Task directions:
Pick out every line in the items below that contains the word "spectator", and copy each of those lines.

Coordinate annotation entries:

★ ★ ★ ★ ★ ★ ★

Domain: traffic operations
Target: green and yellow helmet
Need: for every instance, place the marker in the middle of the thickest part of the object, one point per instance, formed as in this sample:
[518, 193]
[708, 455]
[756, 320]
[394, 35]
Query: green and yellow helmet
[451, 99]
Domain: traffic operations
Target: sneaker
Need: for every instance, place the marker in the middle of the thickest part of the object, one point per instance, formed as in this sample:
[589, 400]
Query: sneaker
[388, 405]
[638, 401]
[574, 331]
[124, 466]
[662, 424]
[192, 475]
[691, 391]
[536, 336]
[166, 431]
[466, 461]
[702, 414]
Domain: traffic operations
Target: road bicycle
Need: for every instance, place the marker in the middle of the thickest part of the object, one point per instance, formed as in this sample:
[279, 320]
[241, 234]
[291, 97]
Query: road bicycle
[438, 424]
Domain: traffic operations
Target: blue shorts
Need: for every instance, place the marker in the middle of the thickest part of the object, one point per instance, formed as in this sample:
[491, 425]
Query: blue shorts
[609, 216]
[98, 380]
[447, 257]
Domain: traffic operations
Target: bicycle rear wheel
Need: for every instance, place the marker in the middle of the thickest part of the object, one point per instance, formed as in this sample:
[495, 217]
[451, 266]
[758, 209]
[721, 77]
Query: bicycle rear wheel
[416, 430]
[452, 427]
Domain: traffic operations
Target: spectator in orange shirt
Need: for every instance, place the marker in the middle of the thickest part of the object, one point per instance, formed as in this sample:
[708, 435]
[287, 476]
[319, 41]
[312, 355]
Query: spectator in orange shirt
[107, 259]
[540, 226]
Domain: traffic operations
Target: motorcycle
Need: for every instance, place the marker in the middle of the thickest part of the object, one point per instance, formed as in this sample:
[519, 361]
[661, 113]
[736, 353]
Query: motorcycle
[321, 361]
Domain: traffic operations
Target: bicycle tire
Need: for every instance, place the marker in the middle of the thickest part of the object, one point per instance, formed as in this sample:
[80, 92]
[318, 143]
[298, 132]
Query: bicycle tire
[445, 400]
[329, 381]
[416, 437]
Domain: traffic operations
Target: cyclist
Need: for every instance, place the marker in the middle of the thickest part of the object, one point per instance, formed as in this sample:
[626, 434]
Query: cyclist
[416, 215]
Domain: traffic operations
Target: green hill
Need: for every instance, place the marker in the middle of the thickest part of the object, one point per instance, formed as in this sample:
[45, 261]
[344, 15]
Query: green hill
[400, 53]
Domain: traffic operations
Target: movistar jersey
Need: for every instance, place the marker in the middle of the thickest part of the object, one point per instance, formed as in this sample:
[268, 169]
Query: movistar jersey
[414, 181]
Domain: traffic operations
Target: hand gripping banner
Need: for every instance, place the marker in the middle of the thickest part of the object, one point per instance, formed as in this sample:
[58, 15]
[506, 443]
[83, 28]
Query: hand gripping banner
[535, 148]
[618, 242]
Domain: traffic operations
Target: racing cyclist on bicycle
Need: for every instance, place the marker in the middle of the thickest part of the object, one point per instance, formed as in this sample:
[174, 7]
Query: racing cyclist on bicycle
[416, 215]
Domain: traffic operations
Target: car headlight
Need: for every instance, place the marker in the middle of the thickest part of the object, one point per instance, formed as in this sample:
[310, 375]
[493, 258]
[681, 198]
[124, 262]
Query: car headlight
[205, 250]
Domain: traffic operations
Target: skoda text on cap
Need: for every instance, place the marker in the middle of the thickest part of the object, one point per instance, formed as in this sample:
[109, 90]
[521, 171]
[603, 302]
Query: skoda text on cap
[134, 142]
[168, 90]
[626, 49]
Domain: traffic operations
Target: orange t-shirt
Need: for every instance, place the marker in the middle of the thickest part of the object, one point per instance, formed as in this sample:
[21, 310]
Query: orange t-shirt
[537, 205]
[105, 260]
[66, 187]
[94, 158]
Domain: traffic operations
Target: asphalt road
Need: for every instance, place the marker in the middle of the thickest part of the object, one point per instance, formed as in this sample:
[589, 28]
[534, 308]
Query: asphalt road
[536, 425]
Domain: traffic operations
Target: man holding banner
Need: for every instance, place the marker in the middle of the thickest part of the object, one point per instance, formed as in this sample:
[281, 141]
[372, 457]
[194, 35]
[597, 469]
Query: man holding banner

★ ★ ★ ★ ★ ★ ★

Expected answer:
Target: spectator in orange shirt
Query: spectator in orange shirt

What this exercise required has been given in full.